# GIVEN DATA start

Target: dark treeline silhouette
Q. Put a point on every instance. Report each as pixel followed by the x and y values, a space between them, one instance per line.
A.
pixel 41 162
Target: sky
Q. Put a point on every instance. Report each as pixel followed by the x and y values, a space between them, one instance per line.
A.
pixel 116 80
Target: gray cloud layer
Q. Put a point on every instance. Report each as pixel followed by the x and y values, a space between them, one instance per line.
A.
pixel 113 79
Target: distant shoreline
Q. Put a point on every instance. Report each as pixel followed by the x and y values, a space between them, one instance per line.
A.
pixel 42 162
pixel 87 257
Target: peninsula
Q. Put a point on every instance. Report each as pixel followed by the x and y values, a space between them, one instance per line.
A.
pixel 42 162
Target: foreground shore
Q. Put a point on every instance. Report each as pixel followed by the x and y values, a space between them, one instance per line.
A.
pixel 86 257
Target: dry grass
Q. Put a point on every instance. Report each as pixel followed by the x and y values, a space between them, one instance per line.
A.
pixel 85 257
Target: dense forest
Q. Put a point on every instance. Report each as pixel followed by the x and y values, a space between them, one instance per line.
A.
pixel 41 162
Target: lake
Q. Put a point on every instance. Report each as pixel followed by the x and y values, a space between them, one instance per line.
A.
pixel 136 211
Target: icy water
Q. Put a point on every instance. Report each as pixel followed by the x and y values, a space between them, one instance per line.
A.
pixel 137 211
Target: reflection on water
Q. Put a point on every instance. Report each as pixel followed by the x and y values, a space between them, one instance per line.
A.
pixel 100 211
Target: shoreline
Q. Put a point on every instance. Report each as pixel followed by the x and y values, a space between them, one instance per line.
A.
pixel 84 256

# GIVEN DATA end

WHAT YOU SHOULD DO
Copy out all of the items above verbatim, from the first line through the last.

RESULT
Target: dark treeline silhouette
Q. Put a point on every instance. Report each as pixel followed by the x and y values, a space between them, one instance per line.
A.
pixel 41 162
Target: sky
Q. Put a point on every instance. Report each as pixel followed by the x and y values, a space between them, one instance per line.
A.
pixel 116 80
Target: gray cloud layer
Q. Put a point on every instance. Report each as pixel followed by the x and y values, a space between them, one instance per line.
A.
pixel 113 79
Target: distant shoreline
Q. Put a point on every instance. Report each as pixel followed by the x and y values, a space between them, one instance per line.
A.
pixel 42 162
pixel 87 257
Target: peninsula
Q. Put a point on every instance. Report each as pixel followed by the x and y values, a space between them, one instance per line.
A.
pixel 42 162
Target: foreground shore
Q. Put a point on every instance. Report each as pixel followed by the x and y values, a space between them, one instance per line.
A.
pixel 86 257
Target: dry grass
Q. Put a point on every instance. Report each as pixel followed by the x and y values, a space between them, one instance per line.
A.
pixel 85 257
Target: dense forest
Q. Put a point on every instance. Report each as pixel followed by the x and y values, a space between them, one instance per line.
A.
pixel 41 162
Target: lake
Q. Put a point on every instance. Report each as pixel followed by the x and y values, a space between them, one instance per line.
A.
pixel 136 211
Target: icy water
Q. Put a point on every instance. Report each as pixel followed by the x and y values, a space between them, one instance per line.
A.
pixel 137 211
Target: reflection on water
Q. Put a point on every instance. Report each as pixel followed by the x and y values, a space between them, one instance per line.
A.
pixel 100 211
Target: shoreline
Q. Put a point on every instance. Report each as pixel followed by the x and y values, a space between them, one instance per line.
A.
pixel 84 256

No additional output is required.